## Passage to read
= = = = = = =

Kannur has a good road network connecting to Bangalore, Mangalore, Kodagu and Cochin.  The railway station is also well connected to all parts of India.  There is new International airport  from Kannur opened on 9 December 2018, other  nearest airports are at Calicut and Mangalore. Thalassery, Payyanur, Taliparamba and Iritty are the other transport hubs.

Air Transport
Kannur International Airport located at Mattanur in Kannur District, Kerala, India opened for commercial operations on 9 December 2018. It is the fourth international airport in Kerala. The airport will have a 4,000m runway (the longest in the State) and state of the art passenger terminal as well other amenities. Domestic routes include Mumbai, Bangalore, Hyderabad, Chennai, Goa and Hubli while international routes include Abu Dhabi, Sharjah, Doha and Riyadh.

= = = = = = =

## Objective 1
Convert each line of the entries below into a Markdown table with the columns Row and Line, numbering the rows and skipping blank lines. Leave the pictures out of the table.

= = = = = = =

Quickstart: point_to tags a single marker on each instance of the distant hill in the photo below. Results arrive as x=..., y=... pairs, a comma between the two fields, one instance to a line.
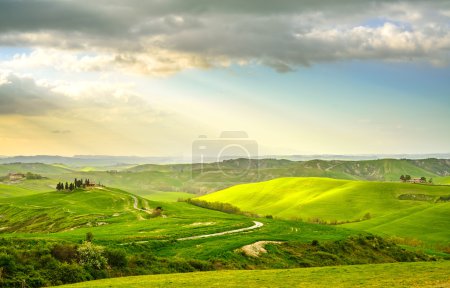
x=202, y=179
x=38, y=168
x=62, y=211
x=407, y=210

= = = = = = =

## Objective 2
In the Kannur transport passage, where is Kannur International Airport located?

## Right answer 1
| Row | Line |
|---|---|
| 1 | Quickstart: point_to tags a single marker on each instance of the distant hill in the photo below. Results arrive as x=..., y=... pairs, a comma between the two fields, one instance to a line. |
| 2 | x=202, y=179 |
| 3 | x=38, y=168 |
| 4 | x=62, y=211 |
| 5 | x=407, y=210 |

## Right answer 2
At Mattanur in Kannur District, Kerala, India.